> **COMPITO**
Per favore, prosegui il brano sulla proroga di Mattarella al Quirinale scrivendo il seguito subito dopo la sua ultima frase.

Questa situazione ogni volta che si presenta espone il governo della maggioranza a ricatti, si fanno molti giochi, si avanza un’ipotesi spesso del tutto campata in aria, ma anche in questo campo l’autorevole giornale inglese ha pronta la sua ricetta:  prorogare Mattarella per un anno in più al Quirinale, lasciare che Mario Draghi resti un anno oltre le elezioni del 2023 quando il Parlamento avrà cambiato faccia,  forma e i numeri e lui potrà contare sicuramente su una maggioranza più omogenea e meno capricciosa. La balena spiaggiata dei 5 Stelle a quel punto sarà ampiamente decomposta e i gabbiani avranno già divorato quel che c’era da divorare. Di conseguenza, il nuovo Parlamento potrebbe diventare per il primo ministro Draghi uno strumento per dare una accelerata molto più intensa di quella che può dare oggi, costretto ad alcuni compromessi del tutto necessari perché lui comunque sa fronteggiare con mano sicura, senza dare l’impressione di alcun disagio. Dopo una tale cura secondo il giornale inglese si potrebbe finalmente ringraziare il presidente Mattarella per il lavoro svolto oltre i suoi limiti naturali, come del resto accade anche per Giorgio Napolitano, e passare alla elezione del nuovo inquilino del Quirinale.

> **VOCI FORNITE**
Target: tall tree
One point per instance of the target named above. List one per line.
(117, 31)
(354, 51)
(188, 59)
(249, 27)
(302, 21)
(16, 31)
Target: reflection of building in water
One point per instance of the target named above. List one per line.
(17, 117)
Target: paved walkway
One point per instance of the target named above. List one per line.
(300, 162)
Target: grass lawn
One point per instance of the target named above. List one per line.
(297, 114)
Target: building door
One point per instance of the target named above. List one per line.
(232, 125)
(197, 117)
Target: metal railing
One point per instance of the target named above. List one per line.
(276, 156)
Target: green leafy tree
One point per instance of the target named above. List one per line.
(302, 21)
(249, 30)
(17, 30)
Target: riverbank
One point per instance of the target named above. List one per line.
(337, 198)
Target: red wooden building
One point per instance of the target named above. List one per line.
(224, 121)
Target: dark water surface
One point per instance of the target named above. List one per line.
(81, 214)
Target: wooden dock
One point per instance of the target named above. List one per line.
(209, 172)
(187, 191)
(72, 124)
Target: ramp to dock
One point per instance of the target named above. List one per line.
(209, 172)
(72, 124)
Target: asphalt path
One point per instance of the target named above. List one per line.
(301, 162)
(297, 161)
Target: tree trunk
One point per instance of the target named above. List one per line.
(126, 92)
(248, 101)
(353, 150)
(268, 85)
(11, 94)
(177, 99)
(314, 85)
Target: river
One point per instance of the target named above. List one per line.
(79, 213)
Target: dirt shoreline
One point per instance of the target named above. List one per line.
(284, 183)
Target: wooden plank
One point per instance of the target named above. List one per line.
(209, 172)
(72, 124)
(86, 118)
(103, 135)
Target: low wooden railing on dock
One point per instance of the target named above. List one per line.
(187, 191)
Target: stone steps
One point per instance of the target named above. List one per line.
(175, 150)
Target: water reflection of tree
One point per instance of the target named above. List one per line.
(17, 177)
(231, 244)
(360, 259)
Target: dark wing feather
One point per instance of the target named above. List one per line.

> **SPAZIO RISPOSTA**
Chi potrebbe essere? Ma certamente non può che essere lui: lo stesso primo ministro che diventato presidente potrebbe dall’alto del Colle seguire ed eseguire le politiche già impostate avviando così l’Italia di fatto a una costituzione non scritta di tipo francese: chi comanda e all’Eliseo, chi esegue e al Matignon. Quirinale e Palazzo Chigi diventerebbero così due anelli della stessa catena al cui capo però sarebbe sempre lui, l’efficientissimo e da tutti stimato Mario Draghi che a quanto pare agisce già come una sorta di presidente europeo.

Si può immaginare un successo maggiore? No davvero. E l’Italia? L’Italia sembra destinata ad avere un ruolo di leadership nell’alleanza atlantica che ha come nemico dichiarato la Cina e come nemico secondario la Federazione russa. Il governo italiano è di fatto uno dei più forti alleati degli Stati Uniti autorizzato ad avere un occhio sulla Libia, e resistere all’invadenza del Turco Erdogan con un aumento di prestigio e di livello di autorevolezza sull’Europea continentale.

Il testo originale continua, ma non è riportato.